-- Given request --
Only the pictures stay out; every record is to be quoted exactly.

┄┄┄┄┄┄┄┄┄┄┄┄┄┄┄┄┄┄┄┄

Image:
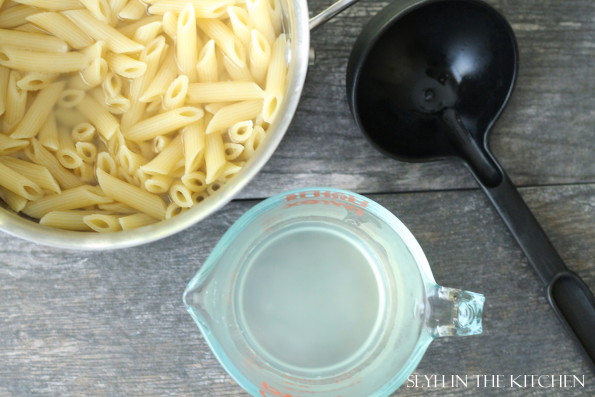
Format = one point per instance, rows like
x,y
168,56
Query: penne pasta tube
x,y
83,132
214,157
9,145
34,81
13,200
34,172
207,66
37,61
19,184
193,137
67,220
70,199
55,5
225,39
131,195
103,120
48,134
99,30
158,183
180,195
259,56
126,66
240,23
202,8
70,98
102,223
32,41
16,102
66,154
166,73
15,16
135,221
146,33
133,10
38,112
187,42
175,95
4,75
234,113
40,155
259,13
224,91
166,161
61,27
163,123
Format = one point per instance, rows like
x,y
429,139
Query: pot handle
x,y
330,12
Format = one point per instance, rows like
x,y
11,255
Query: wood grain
x,y
112,323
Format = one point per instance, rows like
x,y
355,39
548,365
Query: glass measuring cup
x,y
322,291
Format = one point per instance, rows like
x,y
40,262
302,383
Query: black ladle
x,y
427,80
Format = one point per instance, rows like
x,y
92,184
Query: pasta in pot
x,y
118,114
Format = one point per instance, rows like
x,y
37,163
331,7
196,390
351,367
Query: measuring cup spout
x,y
454,312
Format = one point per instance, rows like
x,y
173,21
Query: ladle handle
x,y
569,296
330,12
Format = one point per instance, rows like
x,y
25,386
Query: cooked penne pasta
x,y
259,56
180,195
37,61
35,81
223,91
202,8
103,102
133,10
19,184
55,5
34,172
214,157
165,162
75,198
99,30
207,65
193,137
135,221
16,102
126,66
67,220
163,123
38,112
259,13
225,39
103,120
13,200
32,41
187,42
15,16
234,113
48,134
4,74
61,27
9,145
40,155
131,195
102,223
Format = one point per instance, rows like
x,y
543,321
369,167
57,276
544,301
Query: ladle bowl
x,y
426,80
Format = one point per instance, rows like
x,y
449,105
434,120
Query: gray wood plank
x,y
112,323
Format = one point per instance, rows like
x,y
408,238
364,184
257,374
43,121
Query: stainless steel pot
x,y
297,26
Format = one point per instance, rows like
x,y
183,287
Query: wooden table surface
x,y
112,323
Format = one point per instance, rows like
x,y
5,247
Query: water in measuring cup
x,y
310,297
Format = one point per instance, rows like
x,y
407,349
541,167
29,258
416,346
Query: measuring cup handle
x,y
453,312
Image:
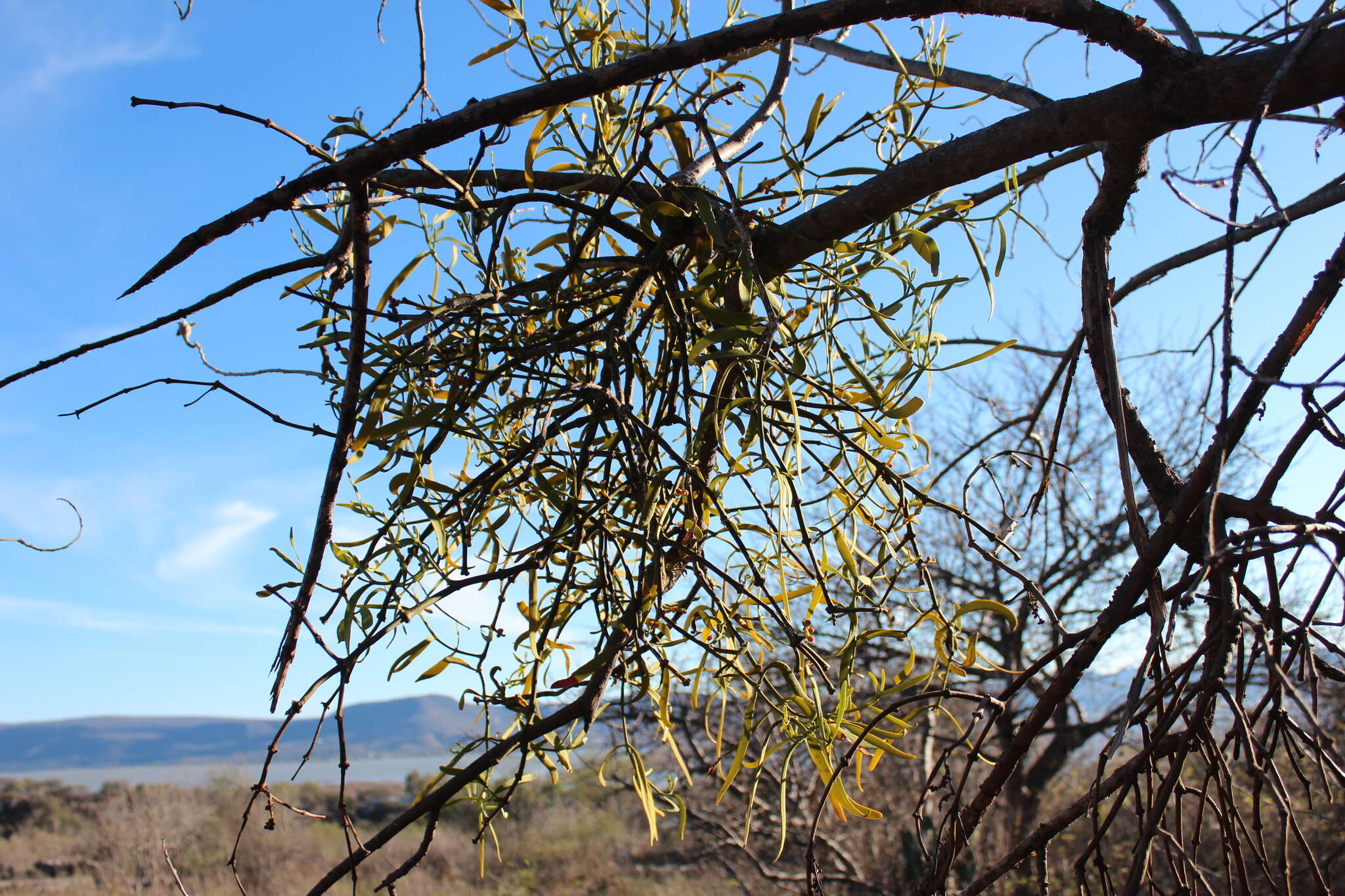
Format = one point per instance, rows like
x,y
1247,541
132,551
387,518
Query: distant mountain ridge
x,y
412,726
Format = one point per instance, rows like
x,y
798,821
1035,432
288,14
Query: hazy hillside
x,y
393,727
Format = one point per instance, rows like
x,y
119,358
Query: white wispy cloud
x,y
65,614
202,553
53,42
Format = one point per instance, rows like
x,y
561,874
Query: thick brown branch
x,y
358,228
1094,20
1212,91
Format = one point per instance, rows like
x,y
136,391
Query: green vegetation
x,y
650,373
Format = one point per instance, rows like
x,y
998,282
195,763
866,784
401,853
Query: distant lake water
x,y
190,774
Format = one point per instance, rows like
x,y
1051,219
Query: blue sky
x,y
154,610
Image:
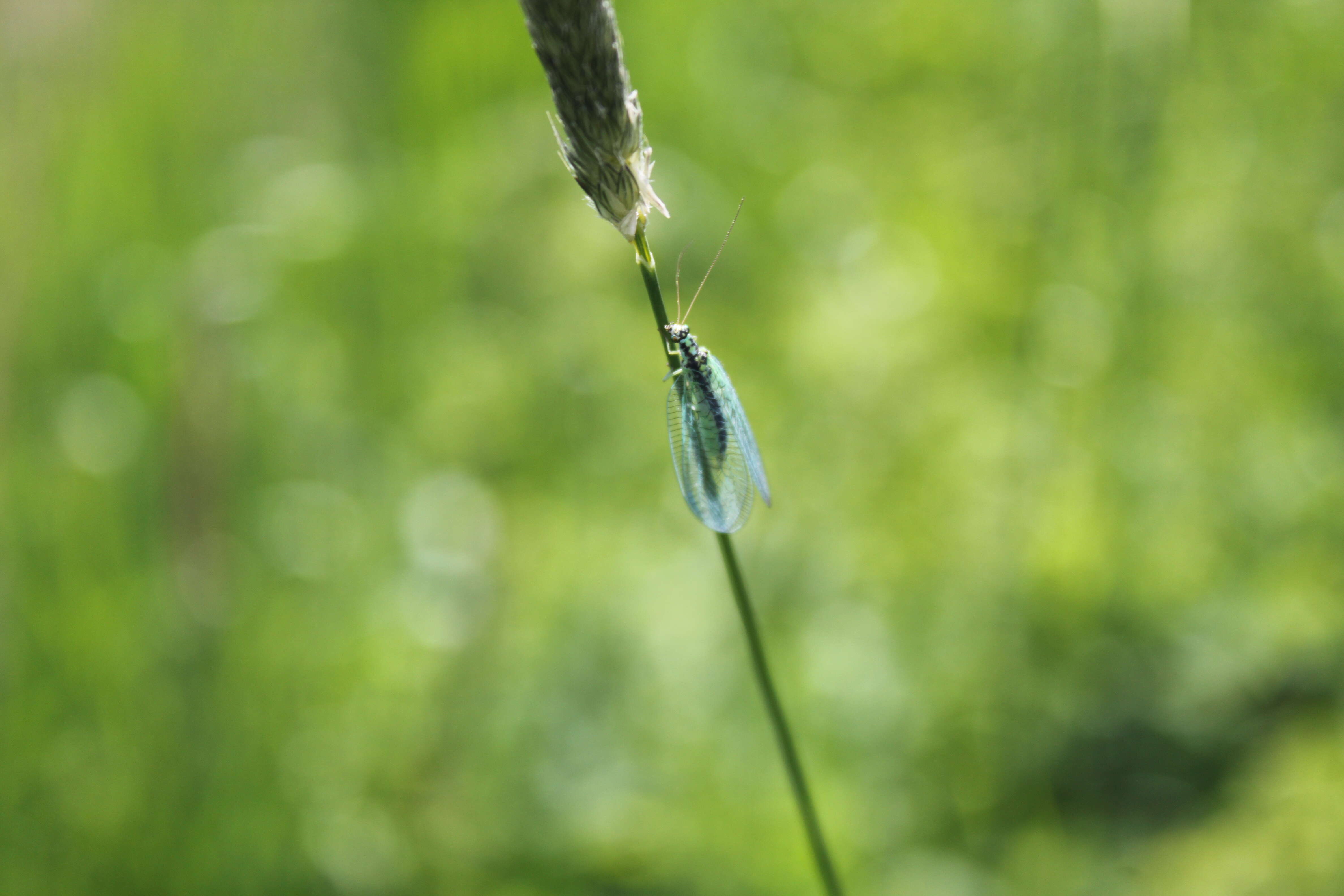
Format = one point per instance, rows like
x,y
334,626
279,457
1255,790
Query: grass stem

┄┄┄┄┄┄┄┄┄┄┄┄┄┄┄┄┄┄┄┄

-- Completed exercise --
Image:
Format = one point per instance, rows like
x,y
168,56
Query: penne pasta tube
x,y
83,132
214,157
9,145
34,81
13,200
34,172
207,66
37,61
19,184
193,137
67,220
70,199
55,5
225,39
131,195
103,120
48,134
99,30
158,183
180,195
259,56
126,66
240,23
202,8
70,98
102,223
32,41
16,102
66,154
166,73
15,16
135,221
146,33
133,10
38,112
187,42
175,95
4,75
234,113
40,155
259,13
224,91
166,161
61,27
163,123
Format = one point per instance, rows like
x,y
429,139
Query: pot handle
x,y
330,12
Format = one point per instance, rows like
x,y
11,255
Query: wood grain
x,y
112,323
Format = one point per instance, rows like
x,y
355,39
548,365
Query: glass measuring cup
x,y
322,291
Format = one point per instance, rows like
x,y
40,262
302,383
Query: black ladle
x,y
427,80
Format = one point per instance, rows like
x,y
92,184
Query: pasta in pot
x,y
118,114
Format = one point per instance, rows like
x,y
37,163
331,7
196,390
351,367
Query: measuring cup spout
x,y
454,312
Format = one point per instance, rows like
x,y
173,21
Query: ladle handle
x,y
569,296
330,12
Format = one point per instance, rows like
x,y
25,386
Query: cooked penne pasta
x,y
259,56
180,195
37,61
35,81
223,91
202,8
103,102
133,10
19,184
55,5
34,172
214,157
165,162
75,198
99,30
207,65
193,137
135,221
16,102
126,66
67,220
163,123
38,112
259,13
225,39
103,120
13,200
32,41
187,42
15,16
234,113
48,134
4,74
61,27
9,145
40,155
131,195
102,223
Format = one point per instance, rows like
x,y
543,321
369,167
57,276
544,301
Query: ladle bowl
x,y
426,80
Format = one point per instance, rows like
x,y
449,105
434,120
Query: gray wood plank
x,y
112,323
Format = one point per instance, rows like
x,y
408,238
364,184
257,374
43,121
Query: stainless steel pot
x,y
297,26
Format = one point per instance, rows like
x,y
183,287
Query: wooden table surface
x,y
112,323
Format = one point per instance, rows like
x,y
5,247
Query: water in measuring cup
x,y
310,297
Format = one point per instance, rows like
x,y
407,349
541,167
29,258
416,346
Query: measuring cup handle
x,y
453,312
Image:
Format = one point per instance, rows like
x,y
1247,541
132,551
387,518
Query: distant mountain ridge
x,y
412,726
Format = one point per instance, rows like
x,y
798,821
1035,432
288,14
Query: hazy hillside
x,y
393,727
Format = one point per instance, rows like
x,y
119,358
Query: white wispy cloud
x,y
65,614
202,553
53,42
Format = one point per instance, rows like
x,y
561,874
Query: thick brown branch
x,y
358,228
1094,20
1212,91
Format = one point per instance, rows like
x,y
136,391
Query: green vegetation
x,y
650,373
Format = one point per instance, rows like
x,y
998,282
195,763
866,784
401,853
Query: distant lake water
x,y
190,774
Format = one point per instance, rows like
x,y
1051,219
Query: blue sky
x,y
154,610
Image:
Format = one point per instance, rows like
x,y
334,626
279,457
1255,790
Query: grass stem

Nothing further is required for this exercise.